**Your tasks:**
• a. Answer each question from the brivaracetam study summary, one answer per line, marked like the question.
(i) What range of effective doses in photoparoxysmal epilepsy did previous studies suggest?
(ii) How many healthy male subjects made up each panel?
(iii) For how many days were the doses given?
• b. For each statement, write yes or no to show whether it agrees with the brivaracetam study summary, and quote the words of the summary that decide it.
(i) Brivaracetam binds synaptic vesicle protein 2A.
(ii) Women were among the study subjects.
(iii) Each day's dose was taken all at once.
• c. Carry on the brivaracetam study summary from the point where it stops.

**Passage to read:**
WHAT IS ALREADY KNOWN ABOUT THIS SUBJECT

• The pharmacokinetic profile, metabolism and proof of concept of a single oral dose of brivaracetam have been reported.

• Previous studies have shown that it was well absorbed, had linear kinetics and was well tolerated, and suggested effective doses of 10–80 mg in photoparoxysmal epilepsy.

WHAT THIS STUDY ADDS

• We now report the pharmacokinetics, pharmacodynamics and tolerability in healthy volunteers after multiple doses.

AIMS

Brivaracetam is a novel synaptic vesicle protein 2A ligand that has shown potent activity in animal models of epilepsy. This study examined the pharmacokinetics, central nervous system pharmacodynamics and adverse event profile of multiple oral doses of brivaracetam in healthy male subjects.

METHODS

Three successive panels of 12 healthy male subjects received double-blind brivaracetam 200, 400 or 800 mg day−1 (all doses well above the expected therapeutic range) or placebo (9 : 3), in two divided doses, for 14 days.

**Data for analysis:**
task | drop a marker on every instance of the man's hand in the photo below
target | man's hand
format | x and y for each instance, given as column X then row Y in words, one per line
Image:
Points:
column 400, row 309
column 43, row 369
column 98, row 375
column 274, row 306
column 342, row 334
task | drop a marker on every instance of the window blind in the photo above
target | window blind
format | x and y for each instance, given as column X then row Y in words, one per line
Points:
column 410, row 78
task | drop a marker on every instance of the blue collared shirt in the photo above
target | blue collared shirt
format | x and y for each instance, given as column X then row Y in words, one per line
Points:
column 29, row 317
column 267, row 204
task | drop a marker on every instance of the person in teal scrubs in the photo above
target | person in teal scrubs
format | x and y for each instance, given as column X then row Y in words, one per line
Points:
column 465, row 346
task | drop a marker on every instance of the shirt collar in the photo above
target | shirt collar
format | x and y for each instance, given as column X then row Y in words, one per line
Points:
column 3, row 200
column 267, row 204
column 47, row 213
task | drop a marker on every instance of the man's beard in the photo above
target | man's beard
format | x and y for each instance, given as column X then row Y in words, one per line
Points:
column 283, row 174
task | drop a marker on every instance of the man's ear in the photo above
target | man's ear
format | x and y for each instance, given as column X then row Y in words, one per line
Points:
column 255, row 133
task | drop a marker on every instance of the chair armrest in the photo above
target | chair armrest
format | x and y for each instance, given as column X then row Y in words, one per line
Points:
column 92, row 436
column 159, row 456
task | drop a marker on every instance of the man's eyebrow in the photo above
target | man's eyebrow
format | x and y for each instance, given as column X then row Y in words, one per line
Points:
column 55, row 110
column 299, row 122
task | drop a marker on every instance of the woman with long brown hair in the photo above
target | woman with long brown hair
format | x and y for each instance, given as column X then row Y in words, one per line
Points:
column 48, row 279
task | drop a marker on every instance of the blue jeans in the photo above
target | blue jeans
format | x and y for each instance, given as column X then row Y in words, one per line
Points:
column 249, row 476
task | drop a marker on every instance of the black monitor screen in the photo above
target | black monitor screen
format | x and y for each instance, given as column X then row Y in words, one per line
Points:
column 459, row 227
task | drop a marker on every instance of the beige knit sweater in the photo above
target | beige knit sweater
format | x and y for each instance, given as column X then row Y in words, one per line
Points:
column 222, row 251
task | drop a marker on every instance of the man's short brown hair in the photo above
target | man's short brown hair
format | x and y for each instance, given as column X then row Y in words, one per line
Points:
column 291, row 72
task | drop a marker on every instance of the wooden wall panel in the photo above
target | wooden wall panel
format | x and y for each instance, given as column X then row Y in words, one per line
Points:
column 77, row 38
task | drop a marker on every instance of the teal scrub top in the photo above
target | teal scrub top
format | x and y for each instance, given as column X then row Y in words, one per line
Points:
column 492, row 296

**Outputs for the tasks:**
• a.
(i) 10–80 mg
(ii) 12
(iii) 14 days

• b.
(i) Yes: "Brivaracetam is a novel synaptic vesicle protein 2A ligand"
(ii) No: "Three successive panels of 12 healthy male subjects"
(iii) No: "in two divided doses"

• c.
RESULTS

Brivaracetam was rapidly absorbed (tmax∼2 h) and eliminated (t1/2 7–8 h). Volume of distribution was slightly lower than total body water. A small fraction of the dose (5–8%) was excreted unchanged in urine together with significant levels of metabolites, suggesting predominantly metabolic clearance. Based on 6-β-hydroxycortisol/cortisol ratios in urine, there was no evidence of induction of CYP3A4 activity. Saliva and plasma brivaracetam levels were highly correlated. Adverse events were mostly mild to moderate, central nervous system-related and resolved within the first day of treatment. No clinically relevant changes were observed in laboratory tests, vital signs, physical examinations or ECGs. Pharmacodynamic tests showed dose-related sedation and decreased alertness that only persisted at 800 mg daily.

CONCLUSIONS

Brivaracetam was well tolerated by healthy male volunteers at doses of 200–800 mg daily for 2 weeks, well above the expected clinically effective dose range. Brivaracetam had a favourable pharmacokinetic profile in this population, characterized by rapid absorption, volume of distribution limited to total body water, apparent single-compartment elimination and dose proportionality.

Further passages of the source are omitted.